The Objective
José María Rotellar

La incoherencia de atacar a Israel y financiarse con su inversión

«Criticar a Israel sin renunciar a su capital es una pose ideológica, que queda en evidencia ante el hecho de que Israel financia buena parte de la economía global»

Opinión
La incoherencia de atacar a Israel y financiarse con su inversión

Ilustración de Alejandra Svriz.

Por supuesto que algunas prácticas de las que está impulsando Netanyahu son inadmisibles, pues hay que parar cualquier ataque a la población civil; pero no conviene olvidar que quien expone a dicha población civil son los terroristas de Hamás, que los emplea como escudos humanos, además de recordar la masacre realizada por dichos terroristas en Israel. No debemos olvidar cuál es la única democracia del Oriente Próximo y cuáles son los terroristas.

Adicionalmente, la política internacional está plagada de contradicciones, pero pocas alcanzan el nivel de paradoja que observamos en el debate sobre Israel. Desde foros multilaterales hasta universidades occidentales, se multiplican los discursos y campañas que buscan aislar al país. Sin embargo, quienes más levantan la voz contra él disfrutan de los frutos de su capital, de sus innovaciones y de sus inversiones, sin los cuales la economía global sería mucho más débil. Atacar a Israel desde la tribuna ideológica mientras se vive de los retornos que generan sus fondos es, como mínimo, un ejercicio de incoherencia.

▶ **Extractos de un conjunto de datos de etiquetado de puntos**:
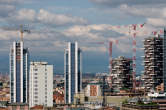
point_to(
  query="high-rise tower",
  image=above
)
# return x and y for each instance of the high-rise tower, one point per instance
(41, 84)
(164, 60)
(122, 74)
(72, 70)
(153, 62)
(19, 74)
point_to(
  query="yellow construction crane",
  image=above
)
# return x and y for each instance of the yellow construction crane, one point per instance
(22, 31)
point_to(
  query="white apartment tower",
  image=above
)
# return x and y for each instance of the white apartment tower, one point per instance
(72, 70)
(19, 74)
(41, 84)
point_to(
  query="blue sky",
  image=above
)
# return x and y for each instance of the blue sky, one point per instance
(55, 22)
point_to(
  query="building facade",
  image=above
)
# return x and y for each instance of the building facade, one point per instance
(164, 72)
(121, 74)
(72, 70)
(153, 62)
(19, 74)
(41, 84)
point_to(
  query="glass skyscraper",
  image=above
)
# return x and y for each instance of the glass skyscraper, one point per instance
(164, 65)
(72, 70)
(19, 74)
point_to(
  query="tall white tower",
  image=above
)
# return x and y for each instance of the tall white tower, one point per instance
(19, 75)
(72, 70)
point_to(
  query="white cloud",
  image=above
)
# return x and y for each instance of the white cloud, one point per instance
(58, 19)
(156, 21)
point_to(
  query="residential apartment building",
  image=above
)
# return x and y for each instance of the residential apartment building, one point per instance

▶ **Qué se pide**:
a - Indica cuántas líneas de los registros contienen la cadena "yellow", distinguiendo entre mayúsculas y minúsculas, y responde únicamente con el número.
b - Continúa el artículo de opinión sobre Israel y su inversión a partir de su última oración.

▶ **Resultados por tarea**:
a - 2

b -
Israel es, con toda justicia, conocido como la startup nation. Con poco más de nueve millones de habitantes, el país ha logrado convertirse en líder en innovación tecnológica, en biomedicina, en ciberseguridad, en software financiero, en energías renovables y en agricultura de precisión. Esa capacidad innovadora no se queda en casa: se traduce en inversión internacional y en la presencia de fondos israelíes en medio mundo.

Basta con observar el mapa de las inversiones de capital riesgo y de private equity. Los principales fondos israelíes participan en proyectos tecnológicos en Silicon Valley, en Europa y en Asia. Grandes multinacionales –muchas de ellas estadounidenses y europeas– recurren a los desarrollos de compañías israelíes para reforzar su competitividad. Es decir: la prosperidad de nuestras economías, la creación de empleo en sectores de futuro y hasta la rentabilidad de nuestros fondos de pensiones dependen, en parte, de ese flujo inversor y dinamismo empresarial.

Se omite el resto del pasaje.